> QUOTED PASSAGE:
2015-facebook

 
When Hunter asked me to take a crack at the year-end review this year, it seemed a bit daunting as I started thinking about this year past. It was a tough year, a violent year. Only a week into 2015 we saw the targeted killing of cartoonists and journalists in Paris, in what turned out to be the first of many violent attacks by the forces of divisiveness. From Beirut to Paris, innocents were deliberately made targets, ordinary people going about their lives at cafés and concert halls. And where compassion was needed this year, it was often lacking, as refugees fleeing brutal civil war were too often turned back, met with racism and accused of being the very people they are trying to escape.

Political discussion has framed this past year as dominated by clashes of civilizations, subtextually advancing the idea that cooperation between different nations, faiths, and cultures is inherently impossible and the problem. And too often, the great challenge can be to find memes and shared evidence to the contrary. We are so immersed in the images and rhetoric of difference that it is easy to forget the overwhelming preponderance of our commonality.

Guns and borders took up too big a place in the chronicle of this year of human history, and freedom of expression found itself on the frontlines in this year of violence. On one hand we saw the targeted deliberate killings of both artists and fans of art, cartoonists and concertgoers. But as well, the fundamental human right to free expression has found itself increasingly violated in more structural senses, by people’s own governments that violate their sacred duty to protect the rights of their citizens. We live in a time of both extremist and structural violence. At the time of this writing, The Voice Project is running 28 campaigns for artists who are imprisoned by their governments on charges relating to their artistic work, for simply using their voices to speak out, and with many more facing formal charges, censorship or other forms of intimidation by their state and those in positions of power.

> BRIEF 1:
Return the part of the 2015 year-end review between "2015-facebook" and "trying to escape.", inclusive, copied word for word.

> RECORDS FOR PROCESSING:
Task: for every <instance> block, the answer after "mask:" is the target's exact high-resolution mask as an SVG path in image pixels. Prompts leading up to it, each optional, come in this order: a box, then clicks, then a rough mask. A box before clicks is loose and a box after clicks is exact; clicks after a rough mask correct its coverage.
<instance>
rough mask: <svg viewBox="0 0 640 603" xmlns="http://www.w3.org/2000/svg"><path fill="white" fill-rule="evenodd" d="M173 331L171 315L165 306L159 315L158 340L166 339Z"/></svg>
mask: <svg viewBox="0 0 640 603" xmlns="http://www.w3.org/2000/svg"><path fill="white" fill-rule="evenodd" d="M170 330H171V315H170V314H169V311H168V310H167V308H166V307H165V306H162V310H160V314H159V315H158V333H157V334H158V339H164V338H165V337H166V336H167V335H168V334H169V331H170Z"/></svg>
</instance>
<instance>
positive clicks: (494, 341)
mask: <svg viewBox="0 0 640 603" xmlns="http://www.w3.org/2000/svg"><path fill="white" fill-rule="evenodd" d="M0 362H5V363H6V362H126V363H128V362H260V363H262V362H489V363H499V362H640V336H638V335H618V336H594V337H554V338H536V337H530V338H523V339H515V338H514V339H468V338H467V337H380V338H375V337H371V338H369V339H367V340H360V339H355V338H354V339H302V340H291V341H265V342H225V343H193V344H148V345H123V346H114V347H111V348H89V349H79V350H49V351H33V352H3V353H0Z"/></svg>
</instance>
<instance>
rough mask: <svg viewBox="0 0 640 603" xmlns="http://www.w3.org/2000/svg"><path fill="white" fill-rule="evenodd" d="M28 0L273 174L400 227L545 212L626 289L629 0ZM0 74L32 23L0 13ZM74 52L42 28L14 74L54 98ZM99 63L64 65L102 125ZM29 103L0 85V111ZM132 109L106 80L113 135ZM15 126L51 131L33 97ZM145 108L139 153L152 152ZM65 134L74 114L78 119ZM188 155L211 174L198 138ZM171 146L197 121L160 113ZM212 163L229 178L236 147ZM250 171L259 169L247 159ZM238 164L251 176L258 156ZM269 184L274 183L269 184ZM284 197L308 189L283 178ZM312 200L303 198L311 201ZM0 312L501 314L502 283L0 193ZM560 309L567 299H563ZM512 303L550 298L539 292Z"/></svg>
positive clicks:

> BRIEF 2:
Retype the lines of the entries from their very first line through the line holding "331L171 315L165 306L159", inclusive, with every character unchanged.

> YOUR RESPONSE 1:
2015-facebook

 
When Hunter asked me to take a crack at the year-end review this year, it seemed a bit daunting as I started thinking about this year past. It was a tough year, a violent year. Only a week into 2015 we saw the targeted killing of cartoonists and journalists in Paris, in what turned out to be the first of many violent attacks by the forces of divisiveness. From Beirut to Paris, innocents were deliberately made targets, ordinary people going about their lives at cafés and concert halls. And where compassion was needed this year, it was often lacking, as refugees fleeing brutal civil war were too often turned back, met with racism and accused of being the very people they are trying to escape.

> YOUR RESPONSE 2:
Task: for every <instance> block, the answer after "mask:" is the target's exact high-resolution mask as an SVG path in image pixels. Prompts leading up to it, each optional, come in this order: a box, then clicks, then a rough mask. A box before clicks is loose and a box after clicks is exact; clicks after a rough mask correct its coverage.
<instance>
rough mask: <svg viewBox="0 0 640 603" xmlns="http://www.w3.org/2000/svg"><path fill="white" fill-rule="evenodd" d="M173 331L171 315L165 306L159 315L158 340L166 339Z"/></svg>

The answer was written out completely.